▶ **TASK PROMPT**: From the framebuffer corruption post below, copy out verbatim everything from "20220605_160826" down to "connected, active screens).".
___ TEXT PROVIDED
DRM framebuffer memory corruption / presentation Optimus (idle system)

I am experiencing massive framebuffer memory corruption of content presented via Nvidia encoders (I am using Linux kernel language Kernel Mode Setting (KMS) — The Linux Kernel documentation)

20220605_160826

As evident from the photo, this is not a text console framebuffer, but the DRM framebuffer that goes through the Nvidia DRM connector.

This is a Dell Inspiron 16 7610, Tiger Lake-H, with Intel iGPU and Nvidia RTX 3060 dGPU, where the Nvidia GPU fully controls the encoders of the single USB-C output, for presenting on external screens (and where the Intel GPU is connected to the laptop display). Connected to USB-C output is a 4K screen via DisplayPort, and a 2.5K screen (making for a total of three connected, active screens).

This framebuffer corruption makes it very hard to actually use the external screen; this corruption appears and disappears at random times, in random sizes, and at random places on the screen connected to the Nvidia GPU.

This happens even on a largely idle system, i.e. X11 is running, with KDE, and I perform very light work with Firefox or Chrome. It also happens with “heavier” work, e.g. scrolling in text editors.

One peculiar way of provoking the problem is slowly moving a window of Visual Studio Code (which is a Chrome / Electron app with GPU acceleration) from the laptop screen towards the external screen; then wiggle a little bit.

This system is configured such that the Intel GPU is primary, while the Nvidia GPU is in the (default) PRIME offload configuration as shipped by rpmfusion for Fedora 36 (driver version 5.10; I will be updating to 5.15 once it becomes available).
______
___ STORED ROWS
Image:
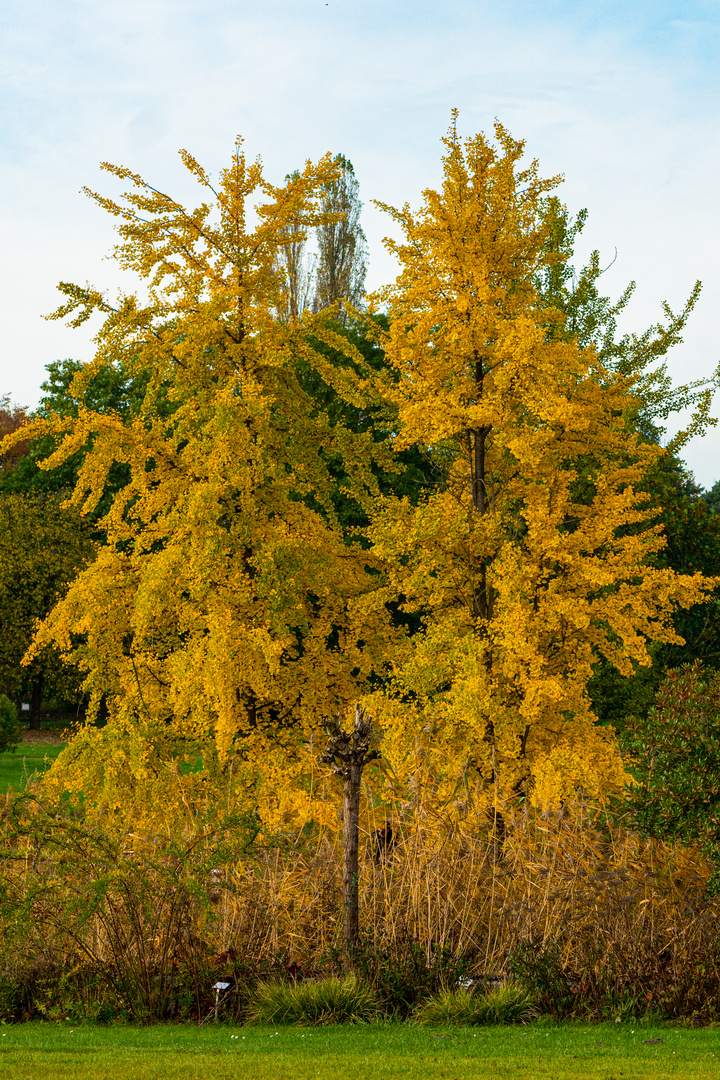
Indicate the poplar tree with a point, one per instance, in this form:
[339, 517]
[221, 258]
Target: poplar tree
[220, 615]
[341, 245]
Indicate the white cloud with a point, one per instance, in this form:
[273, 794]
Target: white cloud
______
▶ **EXERCISE OUTPUT**:
20220605_160826

As evident from the photo, this is not a text console framebuffer, but the DRM framebuffer that goes through the Nvidia DRM connector.

This is a Dell Inspiron 16 7610, Tiger Lake-H, with Intel iGPU and Nvidia RTX 3060 dGPU, where the Nvidia GPU fully controls the encoders of the single USB-C output, for presenting on external screens (and where the Intel GPU is connected to the laptop display). Connected to USB-C output is a 4K screen via DisplayPort, and a 2.5K screen (making for a total of three connected, active screens).